■ **Exercise aim**
Copy only what runs from the line containing "Reviewer note. Check that every instance of the floor reflection" to the last line, both included, keeping it exact and omitting pictures.

[START OF Listed records]

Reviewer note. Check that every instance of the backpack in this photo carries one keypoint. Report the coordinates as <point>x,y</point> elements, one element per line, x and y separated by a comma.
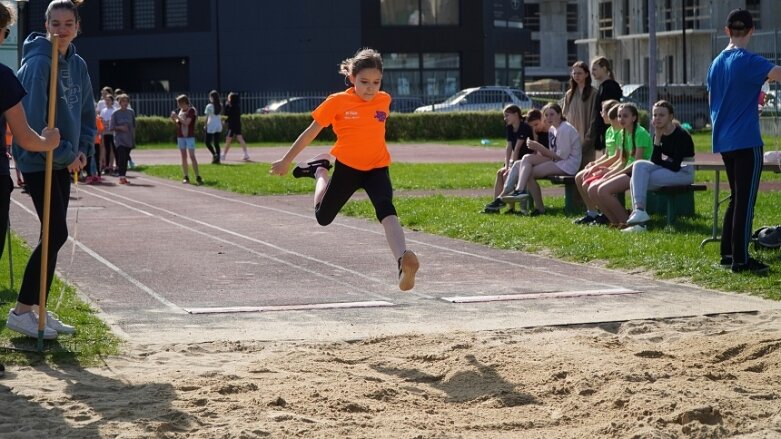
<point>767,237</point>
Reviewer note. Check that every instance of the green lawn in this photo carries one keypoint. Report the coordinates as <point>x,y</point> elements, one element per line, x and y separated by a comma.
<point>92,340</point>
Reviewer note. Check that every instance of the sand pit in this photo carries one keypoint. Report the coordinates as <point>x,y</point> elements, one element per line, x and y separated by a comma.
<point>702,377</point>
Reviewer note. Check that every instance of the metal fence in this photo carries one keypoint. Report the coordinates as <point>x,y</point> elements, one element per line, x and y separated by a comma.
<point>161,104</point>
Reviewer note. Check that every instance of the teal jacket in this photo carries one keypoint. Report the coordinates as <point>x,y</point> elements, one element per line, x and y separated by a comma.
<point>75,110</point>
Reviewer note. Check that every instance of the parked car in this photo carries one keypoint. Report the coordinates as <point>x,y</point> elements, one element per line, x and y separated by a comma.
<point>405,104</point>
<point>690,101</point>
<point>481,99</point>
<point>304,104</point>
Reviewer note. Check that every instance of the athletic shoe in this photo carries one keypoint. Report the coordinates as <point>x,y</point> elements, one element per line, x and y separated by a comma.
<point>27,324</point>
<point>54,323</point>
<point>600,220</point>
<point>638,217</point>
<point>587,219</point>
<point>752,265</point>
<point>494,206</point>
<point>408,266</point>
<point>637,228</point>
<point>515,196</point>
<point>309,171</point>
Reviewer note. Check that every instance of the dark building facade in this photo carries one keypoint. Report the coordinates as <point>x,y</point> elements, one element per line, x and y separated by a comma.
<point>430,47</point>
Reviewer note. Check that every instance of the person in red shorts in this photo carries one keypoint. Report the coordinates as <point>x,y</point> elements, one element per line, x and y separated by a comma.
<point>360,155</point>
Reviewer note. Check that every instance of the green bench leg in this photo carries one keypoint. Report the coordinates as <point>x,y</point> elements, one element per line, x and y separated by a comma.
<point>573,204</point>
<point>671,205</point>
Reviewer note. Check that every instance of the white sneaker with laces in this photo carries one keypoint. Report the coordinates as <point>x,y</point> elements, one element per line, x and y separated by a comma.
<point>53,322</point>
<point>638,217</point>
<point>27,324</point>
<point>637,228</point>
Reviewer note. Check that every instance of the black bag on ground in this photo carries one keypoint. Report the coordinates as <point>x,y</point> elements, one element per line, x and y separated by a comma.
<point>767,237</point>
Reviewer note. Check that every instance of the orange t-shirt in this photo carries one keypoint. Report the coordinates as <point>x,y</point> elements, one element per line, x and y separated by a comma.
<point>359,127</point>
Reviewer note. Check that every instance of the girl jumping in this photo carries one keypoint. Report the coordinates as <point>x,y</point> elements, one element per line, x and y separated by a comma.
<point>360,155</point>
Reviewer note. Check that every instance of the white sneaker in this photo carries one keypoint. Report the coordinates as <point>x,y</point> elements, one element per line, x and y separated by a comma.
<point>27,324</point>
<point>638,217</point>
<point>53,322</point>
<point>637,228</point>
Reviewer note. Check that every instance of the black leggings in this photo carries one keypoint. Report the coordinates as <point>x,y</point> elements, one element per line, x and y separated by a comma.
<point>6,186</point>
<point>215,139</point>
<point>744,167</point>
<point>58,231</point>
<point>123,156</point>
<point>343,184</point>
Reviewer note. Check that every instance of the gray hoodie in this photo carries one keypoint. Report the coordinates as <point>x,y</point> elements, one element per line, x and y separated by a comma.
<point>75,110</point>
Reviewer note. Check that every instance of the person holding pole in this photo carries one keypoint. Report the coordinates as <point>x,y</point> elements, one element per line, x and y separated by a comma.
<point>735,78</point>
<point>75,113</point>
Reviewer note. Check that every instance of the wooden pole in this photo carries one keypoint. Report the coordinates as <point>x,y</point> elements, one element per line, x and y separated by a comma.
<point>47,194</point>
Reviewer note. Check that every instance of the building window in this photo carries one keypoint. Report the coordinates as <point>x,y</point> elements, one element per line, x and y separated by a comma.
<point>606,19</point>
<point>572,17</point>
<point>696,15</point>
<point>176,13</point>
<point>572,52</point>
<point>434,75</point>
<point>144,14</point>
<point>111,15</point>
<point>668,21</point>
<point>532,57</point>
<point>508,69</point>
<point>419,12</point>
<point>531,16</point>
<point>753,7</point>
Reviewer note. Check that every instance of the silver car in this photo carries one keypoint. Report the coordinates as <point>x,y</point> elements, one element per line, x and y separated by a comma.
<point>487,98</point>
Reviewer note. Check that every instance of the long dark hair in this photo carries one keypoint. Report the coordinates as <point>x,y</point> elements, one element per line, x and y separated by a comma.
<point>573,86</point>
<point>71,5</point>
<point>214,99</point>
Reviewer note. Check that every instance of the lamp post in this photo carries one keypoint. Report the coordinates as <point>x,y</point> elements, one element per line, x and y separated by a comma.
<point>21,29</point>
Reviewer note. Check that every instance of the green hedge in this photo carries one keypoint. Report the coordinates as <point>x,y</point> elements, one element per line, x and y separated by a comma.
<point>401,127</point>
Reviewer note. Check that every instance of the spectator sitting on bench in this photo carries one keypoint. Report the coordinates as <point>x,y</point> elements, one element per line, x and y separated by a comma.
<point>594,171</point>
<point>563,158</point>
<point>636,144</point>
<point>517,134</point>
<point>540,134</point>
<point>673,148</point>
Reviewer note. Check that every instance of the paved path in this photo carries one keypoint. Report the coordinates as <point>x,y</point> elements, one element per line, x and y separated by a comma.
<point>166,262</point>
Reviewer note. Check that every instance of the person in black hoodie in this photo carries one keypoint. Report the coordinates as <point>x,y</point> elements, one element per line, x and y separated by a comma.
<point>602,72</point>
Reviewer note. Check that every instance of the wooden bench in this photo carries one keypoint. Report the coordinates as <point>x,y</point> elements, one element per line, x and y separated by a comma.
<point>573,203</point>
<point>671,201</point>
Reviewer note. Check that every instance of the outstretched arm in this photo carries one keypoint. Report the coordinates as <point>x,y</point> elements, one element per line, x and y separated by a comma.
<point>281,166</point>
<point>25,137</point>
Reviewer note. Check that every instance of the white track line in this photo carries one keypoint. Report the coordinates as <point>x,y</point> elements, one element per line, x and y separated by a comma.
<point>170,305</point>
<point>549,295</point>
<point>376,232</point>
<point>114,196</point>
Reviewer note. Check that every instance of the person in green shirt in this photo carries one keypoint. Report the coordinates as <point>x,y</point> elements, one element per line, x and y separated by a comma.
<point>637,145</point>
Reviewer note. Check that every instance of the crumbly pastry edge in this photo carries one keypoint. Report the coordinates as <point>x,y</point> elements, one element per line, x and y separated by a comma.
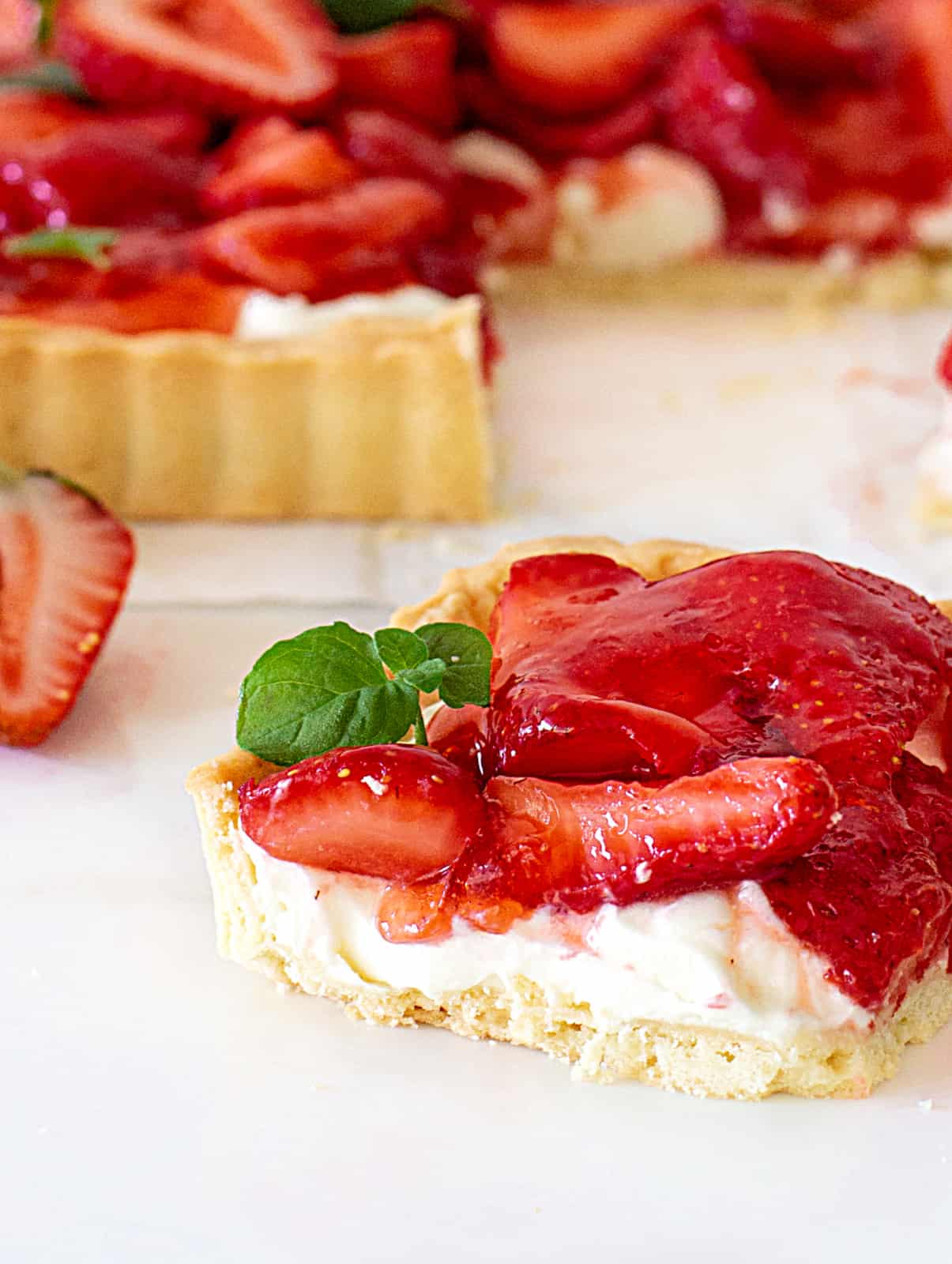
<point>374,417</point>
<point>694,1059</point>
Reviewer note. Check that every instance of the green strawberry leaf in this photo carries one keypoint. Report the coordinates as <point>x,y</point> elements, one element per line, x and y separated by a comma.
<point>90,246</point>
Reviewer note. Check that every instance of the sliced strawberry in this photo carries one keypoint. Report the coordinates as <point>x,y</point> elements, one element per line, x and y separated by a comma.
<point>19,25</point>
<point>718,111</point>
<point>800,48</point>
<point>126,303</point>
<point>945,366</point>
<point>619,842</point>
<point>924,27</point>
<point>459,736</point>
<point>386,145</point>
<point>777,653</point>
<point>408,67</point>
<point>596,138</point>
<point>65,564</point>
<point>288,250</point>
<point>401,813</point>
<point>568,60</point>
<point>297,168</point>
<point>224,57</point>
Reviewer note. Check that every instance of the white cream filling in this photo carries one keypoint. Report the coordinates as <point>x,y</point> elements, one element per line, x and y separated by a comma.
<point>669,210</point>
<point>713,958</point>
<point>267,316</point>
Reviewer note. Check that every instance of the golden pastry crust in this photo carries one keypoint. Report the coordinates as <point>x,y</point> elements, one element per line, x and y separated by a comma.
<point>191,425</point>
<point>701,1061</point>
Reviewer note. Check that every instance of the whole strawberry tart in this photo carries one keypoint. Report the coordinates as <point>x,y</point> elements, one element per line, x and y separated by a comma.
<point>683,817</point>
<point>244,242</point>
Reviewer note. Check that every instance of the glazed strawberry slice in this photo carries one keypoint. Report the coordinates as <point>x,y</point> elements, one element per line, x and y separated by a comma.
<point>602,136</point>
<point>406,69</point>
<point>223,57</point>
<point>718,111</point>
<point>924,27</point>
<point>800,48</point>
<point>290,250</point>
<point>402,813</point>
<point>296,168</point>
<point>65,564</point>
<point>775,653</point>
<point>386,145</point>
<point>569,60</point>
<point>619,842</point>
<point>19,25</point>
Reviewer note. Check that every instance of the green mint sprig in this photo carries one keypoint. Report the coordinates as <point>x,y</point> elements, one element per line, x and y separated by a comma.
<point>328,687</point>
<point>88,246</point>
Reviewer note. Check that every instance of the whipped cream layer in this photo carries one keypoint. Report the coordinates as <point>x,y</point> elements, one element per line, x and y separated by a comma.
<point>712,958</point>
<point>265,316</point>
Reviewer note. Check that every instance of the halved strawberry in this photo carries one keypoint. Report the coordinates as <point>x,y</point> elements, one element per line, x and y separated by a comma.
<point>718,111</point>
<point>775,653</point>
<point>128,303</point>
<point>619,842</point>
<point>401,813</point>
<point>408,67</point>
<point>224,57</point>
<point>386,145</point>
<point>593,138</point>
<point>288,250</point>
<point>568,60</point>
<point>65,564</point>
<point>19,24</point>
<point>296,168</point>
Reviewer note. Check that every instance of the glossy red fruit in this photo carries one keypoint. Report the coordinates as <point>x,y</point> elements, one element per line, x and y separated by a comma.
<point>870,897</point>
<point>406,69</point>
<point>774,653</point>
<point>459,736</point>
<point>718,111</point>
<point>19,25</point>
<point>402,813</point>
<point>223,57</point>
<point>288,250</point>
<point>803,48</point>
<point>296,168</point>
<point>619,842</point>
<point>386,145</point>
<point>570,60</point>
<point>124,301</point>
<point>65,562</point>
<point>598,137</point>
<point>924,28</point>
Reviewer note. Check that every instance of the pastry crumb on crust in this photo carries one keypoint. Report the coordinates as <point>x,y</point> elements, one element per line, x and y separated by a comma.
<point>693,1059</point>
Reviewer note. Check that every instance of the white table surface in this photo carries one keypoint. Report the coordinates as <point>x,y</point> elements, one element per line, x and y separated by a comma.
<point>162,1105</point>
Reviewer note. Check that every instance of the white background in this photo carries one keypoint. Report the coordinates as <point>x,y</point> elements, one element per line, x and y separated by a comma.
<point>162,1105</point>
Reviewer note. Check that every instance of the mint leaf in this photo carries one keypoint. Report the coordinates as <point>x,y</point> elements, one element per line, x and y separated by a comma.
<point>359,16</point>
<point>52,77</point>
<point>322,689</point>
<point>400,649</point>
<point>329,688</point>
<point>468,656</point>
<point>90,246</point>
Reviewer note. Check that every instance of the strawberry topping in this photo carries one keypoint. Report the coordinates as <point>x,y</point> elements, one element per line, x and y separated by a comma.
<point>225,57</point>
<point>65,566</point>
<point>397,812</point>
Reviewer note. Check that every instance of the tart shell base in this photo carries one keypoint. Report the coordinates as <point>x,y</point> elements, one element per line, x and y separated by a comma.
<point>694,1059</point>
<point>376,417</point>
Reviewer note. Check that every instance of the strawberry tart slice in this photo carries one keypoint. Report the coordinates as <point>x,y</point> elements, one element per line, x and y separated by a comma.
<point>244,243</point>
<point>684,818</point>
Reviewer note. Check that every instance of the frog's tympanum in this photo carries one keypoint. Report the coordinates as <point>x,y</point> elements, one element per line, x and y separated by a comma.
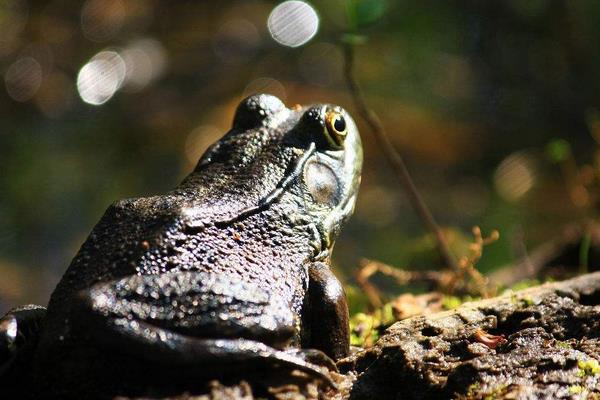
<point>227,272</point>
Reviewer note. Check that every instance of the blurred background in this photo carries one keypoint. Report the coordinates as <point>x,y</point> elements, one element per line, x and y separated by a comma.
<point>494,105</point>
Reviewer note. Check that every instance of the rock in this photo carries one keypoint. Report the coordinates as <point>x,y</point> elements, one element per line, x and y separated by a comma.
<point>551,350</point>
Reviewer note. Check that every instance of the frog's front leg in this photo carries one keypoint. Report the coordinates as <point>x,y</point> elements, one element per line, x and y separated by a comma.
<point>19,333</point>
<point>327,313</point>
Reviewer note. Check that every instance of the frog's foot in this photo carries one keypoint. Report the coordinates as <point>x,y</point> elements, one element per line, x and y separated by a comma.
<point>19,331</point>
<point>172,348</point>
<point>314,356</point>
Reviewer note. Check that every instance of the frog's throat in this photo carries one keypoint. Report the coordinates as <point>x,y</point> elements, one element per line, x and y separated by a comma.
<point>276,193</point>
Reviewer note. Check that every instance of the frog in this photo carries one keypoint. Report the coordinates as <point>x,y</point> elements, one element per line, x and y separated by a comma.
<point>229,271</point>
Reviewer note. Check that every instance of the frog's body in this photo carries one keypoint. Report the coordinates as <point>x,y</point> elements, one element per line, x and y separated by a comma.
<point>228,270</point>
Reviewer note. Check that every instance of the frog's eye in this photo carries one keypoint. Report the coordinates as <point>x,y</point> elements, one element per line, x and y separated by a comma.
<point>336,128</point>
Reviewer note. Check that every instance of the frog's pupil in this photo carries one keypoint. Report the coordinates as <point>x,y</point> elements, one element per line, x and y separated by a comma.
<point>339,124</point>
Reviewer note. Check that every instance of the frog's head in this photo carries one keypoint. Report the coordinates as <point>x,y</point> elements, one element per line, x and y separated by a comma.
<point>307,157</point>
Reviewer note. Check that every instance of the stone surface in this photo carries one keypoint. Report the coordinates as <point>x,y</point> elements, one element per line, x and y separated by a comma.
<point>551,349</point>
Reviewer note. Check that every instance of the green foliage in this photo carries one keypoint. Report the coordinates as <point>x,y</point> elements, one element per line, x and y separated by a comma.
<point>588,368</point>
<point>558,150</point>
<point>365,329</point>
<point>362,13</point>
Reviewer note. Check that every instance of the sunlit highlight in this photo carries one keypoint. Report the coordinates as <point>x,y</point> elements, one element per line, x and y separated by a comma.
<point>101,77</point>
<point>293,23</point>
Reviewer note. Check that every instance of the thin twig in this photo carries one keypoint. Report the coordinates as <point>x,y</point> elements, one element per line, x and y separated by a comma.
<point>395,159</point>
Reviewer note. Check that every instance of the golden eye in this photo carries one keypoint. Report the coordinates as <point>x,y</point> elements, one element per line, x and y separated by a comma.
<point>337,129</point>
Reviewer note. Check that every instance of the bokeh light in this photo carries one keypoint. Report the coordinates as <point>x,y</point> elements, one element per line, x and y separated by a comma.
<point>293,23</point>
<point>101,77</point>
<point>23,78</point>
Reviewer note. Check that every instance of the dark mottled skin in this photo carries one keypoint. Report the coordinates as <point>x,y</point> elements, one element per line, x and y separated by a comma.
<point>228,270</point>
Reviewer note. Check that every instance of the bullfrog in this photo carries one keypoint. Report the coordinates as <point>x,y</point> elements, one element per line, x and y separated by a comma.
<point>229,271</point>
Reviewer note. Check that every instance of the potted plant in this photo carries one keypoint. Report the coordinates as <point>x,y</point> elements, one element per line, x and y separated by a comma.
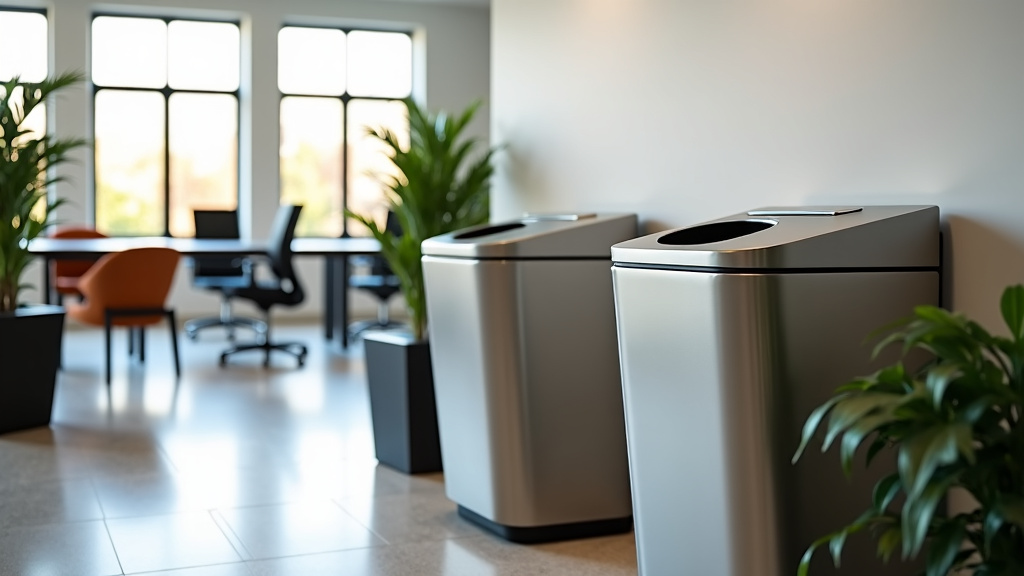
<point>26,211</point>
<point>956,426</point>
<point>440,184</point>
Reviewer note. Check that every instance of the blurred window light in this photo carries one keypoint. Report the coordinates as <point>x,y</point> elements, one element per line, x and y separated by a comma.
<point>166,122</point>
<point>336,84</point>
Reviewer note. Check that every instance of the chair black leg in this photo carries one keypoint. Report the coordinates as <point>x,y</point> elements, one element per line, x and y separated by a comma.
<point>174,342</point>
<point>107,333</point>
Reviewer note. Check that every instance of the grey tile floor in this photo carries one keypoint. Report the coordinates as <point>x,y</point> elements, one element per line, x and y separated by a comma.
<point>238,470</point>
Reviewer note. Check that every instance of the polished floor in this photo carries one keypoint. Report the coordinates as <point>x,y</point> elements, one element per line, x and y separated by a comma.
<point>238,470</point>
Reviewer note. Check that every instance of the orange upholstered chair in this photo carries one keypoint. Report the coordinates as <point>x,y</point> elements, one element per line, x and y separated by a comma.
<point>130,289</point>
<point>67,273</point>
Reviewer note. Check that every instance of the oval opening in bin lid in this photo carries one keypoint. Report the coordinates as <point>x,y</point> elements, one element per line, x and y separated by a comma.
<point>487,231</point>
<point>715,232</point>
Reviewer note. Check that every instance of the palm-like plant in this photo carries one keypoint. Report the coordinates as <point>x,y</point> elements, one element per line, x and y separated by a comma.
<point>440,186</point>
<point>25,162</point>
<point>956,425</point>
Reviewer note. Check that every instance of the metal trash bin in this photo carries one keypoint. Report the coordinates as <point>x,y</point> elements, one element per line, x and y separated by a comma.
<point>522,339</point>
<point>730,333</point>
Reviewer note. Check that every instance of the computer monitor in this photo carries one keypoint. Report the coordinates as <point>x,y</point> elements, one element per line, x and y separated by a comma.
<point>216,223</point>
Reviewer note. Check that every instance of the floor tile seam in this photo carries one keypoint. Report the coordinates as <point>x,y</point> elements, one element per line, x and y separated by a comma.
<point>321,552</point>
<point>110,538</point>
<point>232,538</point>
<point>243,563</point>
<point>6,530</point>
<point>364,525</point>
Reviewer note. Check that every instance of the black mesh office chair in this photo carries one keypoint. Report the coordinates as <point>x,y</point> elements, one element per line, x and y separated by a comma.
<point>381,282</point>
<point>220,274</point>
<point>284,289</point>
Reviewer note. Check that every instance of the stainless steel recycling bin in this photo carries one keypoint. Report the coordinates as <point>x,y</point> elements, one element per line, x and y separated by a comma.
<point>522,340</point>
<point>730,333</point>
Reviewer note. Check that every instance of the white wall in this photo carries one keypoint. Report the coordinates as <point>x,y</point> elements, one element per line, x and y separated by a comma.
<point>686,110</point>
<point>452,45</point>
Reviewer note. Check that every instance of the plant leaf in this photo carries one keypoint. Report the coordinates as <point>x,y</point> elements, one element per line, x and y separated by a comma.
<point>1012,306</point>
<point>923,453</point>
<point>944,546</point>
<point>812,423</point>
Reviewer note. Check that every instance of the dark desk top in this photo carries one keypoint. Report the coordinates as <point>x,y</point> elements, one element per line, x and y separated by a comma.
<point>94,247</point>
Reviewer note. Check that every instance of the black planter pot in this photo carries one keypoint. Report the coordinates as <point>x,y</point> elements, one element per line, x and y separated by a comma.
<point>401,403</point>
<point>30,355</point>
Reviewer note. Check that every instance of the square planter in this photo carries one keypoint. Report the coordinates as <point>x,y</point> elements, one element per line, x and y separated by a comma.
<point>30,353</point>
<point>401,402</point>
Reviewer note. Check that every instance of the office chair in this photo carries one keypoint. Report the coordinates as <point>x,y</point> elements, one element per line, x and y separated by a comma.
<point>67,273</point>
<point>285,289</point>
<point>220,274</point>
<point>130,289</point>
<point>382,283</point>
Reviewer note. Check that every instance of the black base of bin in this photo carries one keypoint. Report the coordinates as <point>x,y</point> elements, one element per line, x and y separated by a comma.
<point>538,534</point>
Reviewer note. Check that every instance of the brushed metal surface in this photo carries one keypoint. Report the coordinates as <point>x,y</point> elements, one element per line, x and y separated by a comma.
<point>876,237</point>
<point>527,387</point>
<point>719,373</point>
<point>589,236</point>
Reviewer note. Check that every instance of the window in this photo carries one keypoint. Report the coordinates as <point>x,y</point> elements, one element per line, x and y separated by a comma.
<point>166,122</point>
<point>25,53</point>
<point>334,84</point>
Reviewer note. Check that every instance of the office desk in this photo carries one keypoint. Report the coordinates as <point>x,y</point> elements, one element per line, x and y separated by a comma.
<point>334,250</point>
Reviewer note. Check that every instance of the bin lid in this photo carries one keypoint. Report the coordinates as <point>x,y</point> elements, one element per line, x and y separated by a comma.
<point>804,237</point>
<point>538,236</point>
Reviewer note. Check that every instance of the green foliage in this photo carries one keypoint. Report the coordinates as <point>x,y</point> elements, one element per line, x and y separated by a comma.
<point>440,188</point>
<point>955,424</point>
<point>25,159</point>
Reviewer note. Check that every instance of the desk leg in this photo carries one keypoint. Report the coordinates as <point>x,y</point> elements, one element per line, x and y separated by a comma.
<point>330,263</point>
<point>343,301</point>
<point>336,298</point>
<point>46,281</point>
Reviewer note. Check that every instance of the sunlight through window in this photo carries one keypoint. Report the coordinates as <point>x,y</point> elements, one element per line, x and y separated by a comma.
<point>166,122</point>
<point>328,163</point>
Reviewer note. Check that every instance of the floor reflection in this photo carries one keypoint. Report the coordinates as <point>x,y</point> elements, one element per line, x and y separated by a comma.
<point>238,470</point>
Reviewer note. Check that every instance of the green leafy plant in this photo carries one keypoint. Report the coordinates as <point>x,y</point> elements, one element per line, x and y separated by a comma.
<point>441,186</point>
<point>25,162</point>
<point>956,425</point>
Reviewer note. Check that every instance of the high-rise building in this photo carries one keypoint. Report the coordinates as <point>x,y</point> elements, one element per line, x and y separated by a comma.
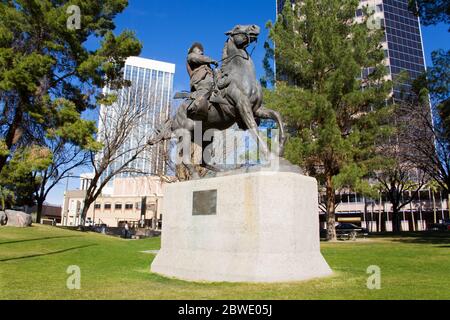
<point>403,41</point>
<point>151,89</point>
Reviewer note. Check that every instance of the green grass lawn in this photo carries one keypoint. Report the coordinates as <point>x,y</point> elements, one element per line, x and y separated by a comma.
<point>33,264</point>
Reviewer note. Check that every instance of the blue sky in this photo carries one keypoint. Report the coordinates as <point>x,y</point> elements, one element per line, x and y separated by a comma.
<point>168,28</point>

[END OF Listed records]

■ **Written answer**
Reviewer note. Check that every instance of the floor reflection in this photo carries one keypoint. Report the coordinates as <point>x,y</point> elements, one element per line, x and y separated by a comma.
<point>238,470</point>
Reviewer note. Check that every instance of the green leafy plant in this photo carries one keypoint. Report the coordinates as <point>x,y</point> elements, one element per line, x and y separated by a comma.
<point>441,186</point>
<point>25,162</point>
<point>956,425</point>
Reviewer note. Check that every instance of the high-rise building in this photo carries one keypoint. Report the coordinates as <point>x,y</point> elements, one element per line, x and y separated by a comma.
<point>403,41</point>
<point>151,89</point>
Reviewer note. Check that every instance of the green grass lawn in this photo carries one keypoint. Report the coordinates as <point>x,y</point> elements, one element per line, x and y separated by a comma.
<point>33,264</point>
Reviewer note. Check that every instance of the blue sky in this photo carries one keypoint. Report the coordinates as <point>x,y</point> elements, one element per line, x and y separated by a comma.
<point>168,28</point>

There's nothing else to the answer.